**EXCERTO DE ORIGEM:**
——————

2. No requerimento de interposição de recurso, refere o recorrente que o mesmo se funda no disposto na alínea g) do n.º 1 do artigo 70.º da Lei n.º 28/82, de 15 de novembro, com as alterações posteriores (Lei de Organização, Funcionamento e Processo do Tribunal Constitucional, doravante, LTC).
Delimita o respetivo objeto, nos seguintes termos:
“(…) deverá ser fixada jurisprudência que considere inconstitucional a al. f) do n.º 1 do artigo 400º do Código de Processo Penal quando interpretada no sentido de não assegurar/impedir o recurso de um Acórdão da Relação que confirme decisão da 1ª instância e condene em pena de prisão superior a 8 anos de prisão;”
e
“(…) que considere bastar – para que o recurso tenha que ser aceite ao abrigo da al. f) do n.º 1 do artigo 400º do Código de Processo Penal – que a pena final aplicada seja superior a esse limite, ou seja, independentemente de aquela pena final aplicada ser o resultado da soma de várias penas de prisão por cada um dos crimes praticados (ainda que inferiores a 8 anos de prisão);”

——————

**DADOS FORNECIDOS:**

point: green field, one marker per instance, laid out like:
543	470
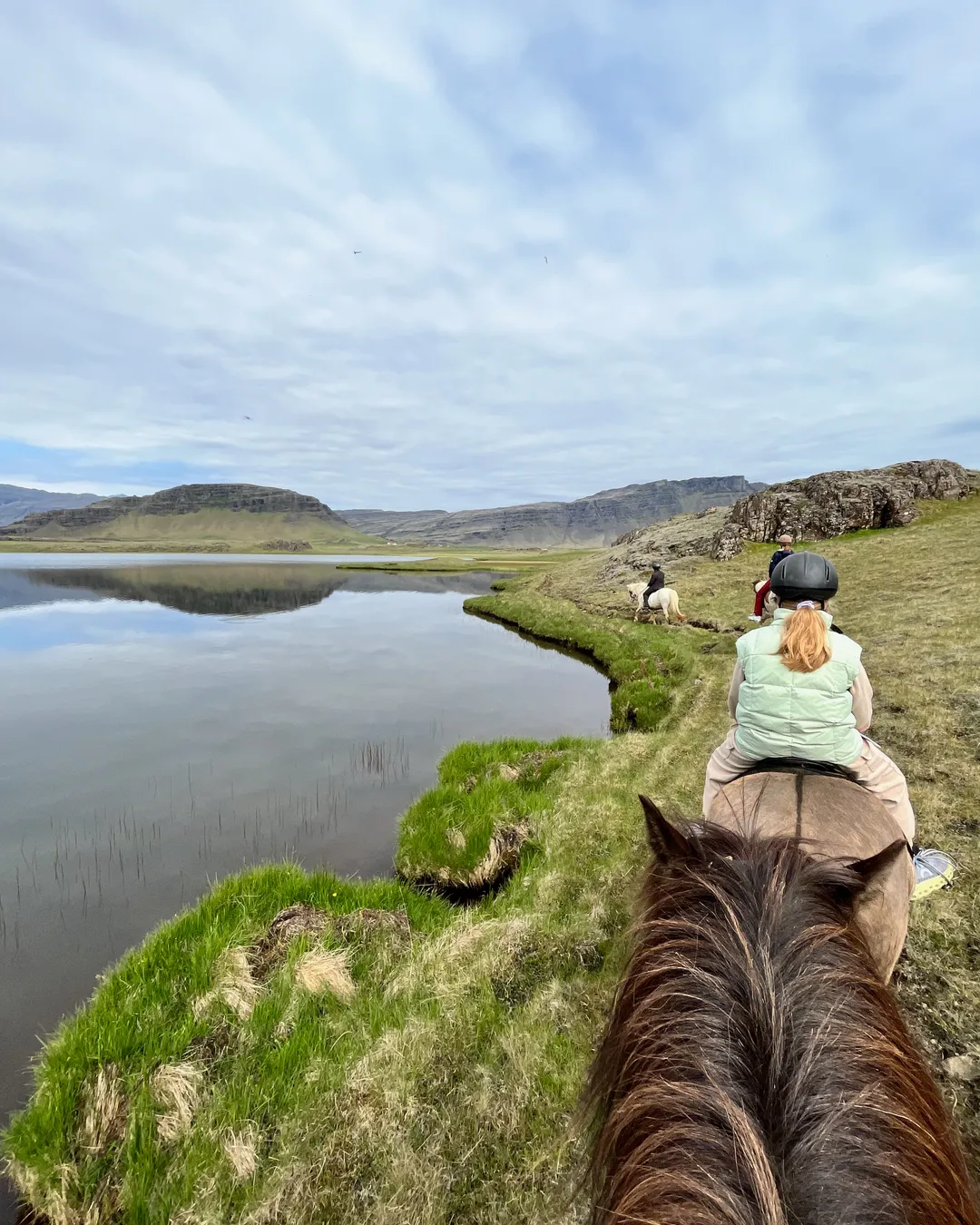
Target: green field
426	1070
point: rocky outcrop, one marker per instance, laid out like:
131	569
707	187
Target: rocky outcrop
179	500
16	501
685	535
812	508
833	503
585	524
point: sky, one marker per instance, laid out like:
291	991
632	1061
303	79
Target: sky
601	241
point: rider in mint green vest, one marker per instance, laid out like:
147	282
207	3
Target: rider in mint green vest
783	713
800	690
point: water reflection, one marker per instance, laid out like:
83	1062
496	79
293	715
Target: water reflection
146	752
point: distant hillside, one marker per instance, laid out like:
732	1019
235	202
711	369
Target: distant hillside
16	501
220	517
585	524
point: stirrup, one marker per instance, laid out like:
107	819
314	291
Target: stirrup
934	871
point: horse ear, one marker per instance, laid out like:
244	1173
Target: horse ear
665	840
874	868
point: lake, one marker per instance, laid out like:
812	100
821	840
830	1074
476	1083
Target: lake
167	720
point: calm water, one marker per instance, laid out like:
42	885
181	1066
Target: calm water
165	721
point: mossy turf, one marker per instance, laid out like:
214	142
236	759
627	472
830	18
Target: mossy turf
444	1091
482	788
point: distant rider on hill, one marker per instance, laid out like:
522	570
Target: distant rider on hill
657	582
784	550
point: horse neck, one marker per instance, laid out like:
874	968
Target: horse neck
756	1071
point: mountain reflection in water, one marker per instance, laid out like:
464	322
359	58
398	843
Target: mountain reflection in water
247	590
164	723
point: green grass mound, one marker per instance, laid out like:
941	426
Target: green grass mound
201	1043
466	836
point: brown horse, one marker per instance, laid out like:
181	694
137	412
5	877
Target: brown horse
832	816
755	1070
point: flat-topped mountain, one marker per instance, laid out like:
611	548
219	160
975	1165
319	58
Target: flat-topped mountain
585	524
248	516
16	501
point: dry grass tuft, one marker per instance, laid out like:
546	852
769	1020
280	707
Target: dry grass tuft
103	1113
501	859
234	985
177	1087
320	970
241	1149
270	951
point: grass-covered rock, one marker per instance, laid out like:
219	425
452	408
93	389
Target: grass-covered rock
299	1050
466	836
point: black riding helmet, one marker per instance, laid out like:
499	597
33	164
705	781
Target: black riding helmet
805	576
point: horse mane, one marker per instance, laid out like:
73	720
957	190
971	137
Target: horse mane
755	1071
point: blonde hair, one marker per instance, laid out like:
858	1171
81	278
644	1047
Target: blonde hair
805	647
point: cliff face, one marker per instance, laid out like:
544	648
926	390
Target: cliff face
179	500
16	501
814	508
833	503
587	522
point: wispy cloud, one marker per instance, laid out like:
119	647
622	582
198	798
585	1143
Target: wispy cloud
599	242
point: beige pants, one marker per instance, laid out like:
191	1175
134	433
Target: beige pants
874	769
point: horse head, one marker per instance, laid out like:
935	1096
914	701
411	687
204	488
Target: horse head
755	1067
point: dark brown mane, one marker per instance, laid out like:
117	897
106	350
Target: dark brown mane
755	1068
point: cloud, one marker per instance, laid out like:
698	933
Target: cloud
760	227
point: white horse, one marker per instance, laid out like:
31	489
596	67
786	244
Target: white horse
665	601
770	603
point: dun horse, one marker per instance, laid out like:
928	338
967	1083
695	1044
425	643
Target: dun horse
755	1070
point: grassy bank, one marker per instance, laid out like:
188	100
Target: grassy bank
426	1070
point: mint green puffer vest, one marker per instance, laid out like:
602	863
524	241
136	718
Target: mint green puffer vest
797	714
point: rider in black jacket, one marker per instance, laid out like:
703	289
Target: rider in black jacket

——————

**INSTRUÇÃO A:** Enumere todos os tribunais e instâncias judiciais que são mencionados no excerto sobre o requerimento de recurso.
**INSTRUÇÃO B:** Continue o excerto sobre o requerimento de recurso a partir do ponto em que termina.

**RESULTADO FINAL A:**
- Tribunal Constitucional
- Relação
- 1ª instância

**RESULTADO FINAL B:**
3. Por decisão de 27 de junho de 2012, tal recurso não foi admitido, por ser intempestivo.
Na fundamentação da mesma, pode ler-se o seguinte:
“(…) O acórdão ora objeto de impugnação para o Tribunal Constitucional foi notificado ao arguido e recorrente A. em 16 de abril do ano em curso, mediante via postal registada (…)
Na sequência da notificação daquela decisão entendeu o arguido e recorrente dela reclamar para o Presidente do Supremo Tribunal de Justiça, invocando o artigo 405°, do Código de Processo Penal, reclamação que, obviamente, não foi sequer conhecida, com o fundamento de que: «… o Presidente do Supremo Tribunal de Justiça não pode conhecer da reclamação de um acórdão do S.T.J., dado que a sua competência para decidir reclamações prevista no artigo acima referido apenas se reporta aos despachos de retenção ou não admissão de recursos proferidos na instância inferior.
No seguimento desta decisão o arguido e recorrente A. interpôs o recurso para o Tribunal Constitucional ora em análise, recurso que deu entrada em juízo em 1 de junho do ano em curso (segundo afirma o arguido e recorrente em 28 de maio), e que de acordo com alegação pelo mesmo produzida no respetivo requerimento, está em tempo, visto que o prazo para a sua interposição se conta a partir da data em foi notificado da decisão que incidiu sobre a reclamação que apresentou ao Presidente do Supremo Tribunal de Justiça, ou seja, 11 de maio (…).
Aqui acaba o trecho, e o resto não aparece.